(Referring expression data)
+--

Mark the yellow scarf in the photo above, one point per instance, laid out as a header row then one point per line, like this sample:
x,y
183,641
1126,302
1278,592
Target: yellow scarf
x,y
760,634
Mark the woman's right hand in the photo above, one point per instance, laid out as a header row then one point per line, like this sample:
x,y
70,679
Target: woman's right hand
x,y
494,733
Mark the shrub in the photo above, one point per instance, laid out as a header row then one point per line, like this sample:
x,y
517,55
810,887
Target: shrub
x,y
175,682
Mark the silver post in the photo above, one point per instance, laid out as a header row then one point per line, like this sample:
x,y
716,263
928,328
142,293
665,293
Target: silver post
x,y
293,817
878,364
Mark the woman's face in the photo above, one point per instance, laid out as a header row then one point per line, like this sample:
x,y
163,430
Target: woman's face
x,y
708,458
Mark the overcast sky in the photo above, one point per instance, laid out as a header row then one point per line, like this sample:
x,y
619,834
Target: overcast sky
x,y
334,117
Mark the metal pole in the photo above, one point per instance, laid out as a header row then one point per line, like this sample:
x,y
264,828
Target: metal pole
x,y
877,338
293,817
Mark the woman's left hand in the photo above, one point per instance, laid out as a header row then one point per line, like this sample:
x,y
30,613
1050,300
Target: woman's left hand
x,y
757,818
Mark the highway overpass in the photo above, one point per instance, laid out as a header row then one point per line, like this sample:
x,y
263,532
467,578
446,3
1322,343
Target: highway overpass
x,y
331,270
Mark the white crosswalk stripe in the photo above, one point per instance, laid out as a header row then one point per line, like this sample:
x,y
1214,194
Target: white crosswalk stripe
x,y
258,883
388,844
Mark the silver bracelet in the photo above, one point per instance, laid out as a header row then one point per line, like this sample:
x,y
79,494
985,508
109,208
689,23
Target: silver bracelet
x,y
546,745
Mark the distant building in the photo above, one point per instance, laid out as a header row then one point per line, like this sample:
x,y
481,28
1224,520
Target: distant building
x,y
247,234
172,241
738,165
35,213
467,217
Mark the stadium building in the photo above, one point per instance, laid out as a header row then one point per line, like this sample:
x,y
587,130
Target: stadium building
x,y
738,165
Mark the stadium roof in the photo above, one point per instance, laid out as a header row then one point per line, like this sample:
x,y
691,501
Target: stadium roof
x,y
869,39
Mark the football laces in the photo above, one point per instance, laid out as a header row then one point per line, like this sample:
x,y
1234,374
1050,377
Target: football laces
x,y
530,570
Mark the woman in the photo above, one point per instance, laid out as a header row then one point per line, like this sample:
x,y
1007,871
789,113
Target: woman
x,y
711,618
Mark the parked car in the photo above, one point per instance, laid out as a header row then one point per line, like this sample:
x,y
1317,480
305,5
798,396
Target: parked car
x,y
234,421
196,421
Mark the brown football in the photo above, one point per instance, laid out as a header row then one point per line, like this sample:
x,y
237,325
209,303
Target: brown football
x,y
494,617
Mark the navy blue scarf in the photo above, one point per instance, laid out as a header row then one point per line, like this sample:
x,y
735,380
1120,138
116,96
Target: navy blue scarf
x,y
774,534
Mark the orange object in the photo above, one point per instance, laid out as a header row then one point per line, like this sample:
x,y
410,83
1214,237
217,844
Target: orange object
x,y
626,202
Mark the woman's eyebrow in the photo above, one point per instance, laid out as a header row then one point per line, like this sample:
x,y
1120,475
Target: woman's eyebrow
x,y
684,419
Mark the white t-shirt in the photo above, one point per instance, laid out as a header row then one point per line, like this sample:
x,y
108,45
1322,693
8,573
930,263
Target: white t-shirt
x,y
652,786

+--

## [EXERCISE PROMPT]
Return the data exactly, every line included.

## [OUTPUT FOR THIS EXERCISE]
Mark the yellow scarf in the photo above, one point per instance, laid out as a header row then one point per line, like this sample:
x,y
183,641
1126,302
1278,592
Target: yellow scarf
x,y
760,634
Mark the woman's right hand in the photo above, one point per instance, laid out as a header row then one point per line, like this sample:
x,y
70,679
Target: woman's right hand
x,y
494,733
Mark the shrub in the photo above, one point per instance, laid out as a header row then one point per line, like this sample:
x,y
517,55
810,887
Target: shrub
x,y
175,682
Mark the silver post in the photo above, one point per instance, laid out as a header row then one point per line, like this sample:
x,y
716,263
928,328
142,293
665,293
Target: silver post
x,y
293,817
878,364
Mark the woman's face in the photo above, one point per instance, laid out as a header row then one point per line, like this sample:
x,y
163,430
Target: woman's face
x,y
708,458
Mark the overcast sky in the photo above, one point per instance, laid out as a header row then one point per line, like this sample:
x,y
619,834
Target: overcast sky
x,y
334,117
Mark the metal pole in the photo above, one point per instance, laid out as a header row then one point per line, like this sample:
x,y
264,828
Target: metal pole
x,y
877,338
293,817
Mark the woman's left hand in the photo above, one point per instance, laid out as a header row then one point per line, like this sample:
x,y
30,613
1050,300
Target: woman's left hand
x,y
757,818
Mark the highway overpass in the photo above, one point per instance, laid out as a header row then one point per line, like this sample:
x,y
263,532
467,578
446,3
1322,343
Target: highway overpass
x,y
331,270
Mark the white crosswalk stripe in the photo above, one point per instance, laid out as a header row then one point per line, like this sample:
x,y
1214,194
Target: white crosswalk stripe
x,y
258,883
388,844
Mark the silver bracelet in the photo above, one point per instance, laid out as a header row then one point per line, like this sample:
x,y
79,494
985,508
109,208
689,23
Target: silver bracelet
x,y
546,745
Mark the distant building in the photo above, one point per instance, laid out as a header row then one point per line, like this sample:
x,y
481,28
1224,520
Target: distant building
x,y
247,234
172,241
738,165
35,213
467,217
Mark the stadium building in the photo above, one point per instance, laid out as a header row then one point per line, like this sample:
x,y
587,130
Target: stadium building
x,y
738,165
Mark the stadium roof in the photo above, one point per instance, laid out as a header row then one point per line, like this sample:
x,y
691,501
Target: stadium roof
x,y
869,39
Mark the football laces in the photo above, one point per instance, laid out as a header row then one point per line, like this sample:
x,y
1234,374
1050,377
Target: football laces
x,y
530,570
Mark the woman in the photo above, one point per instance, laid out as a header row then one point per line, like this sample:
x,y
1007,871
789,113
Target: woman
x,y
711,618
Mark the parked car in the photo above, one point per instance, laid out as a header row then one point per line, like this sample:
x,y
1317,480
305,5
798,396
Target: parked car
x,y
234,421
196,421
Mark the brown football in the photo above, one point per instance, laid out as a header row then one point per line, like this sample:
x,y
237,325
209,303
Target: brown football
x,y
494,617
Mark the navy blue scarf in the photo above, one point per instance, laid out as a header row then one point per line, like this sample:
x,y
735,380
1120,138
116,96
Target: navy blue scarf
x,y
774,534
Mark the orange object in the photo above, one point per instance, laid out as a header row then one point per line, like this sample:
x,y
410,83
1214,237
217,844
Target: orange object
x,y
626,202
Mark the woman's eyebrow in the photo above, one point per instance, laid out as a header row then one point per line, like this sample:
x,y
1120,475
Target: woman's eyebrow
x,y
684,419
Mark the white t-shirt in the photo above, one point per instance, laid out as a header row then one point per line, like this sample:
x,y
108,45
1322,693
8,573
930,263
Target: white t-shirt
x,y
652,786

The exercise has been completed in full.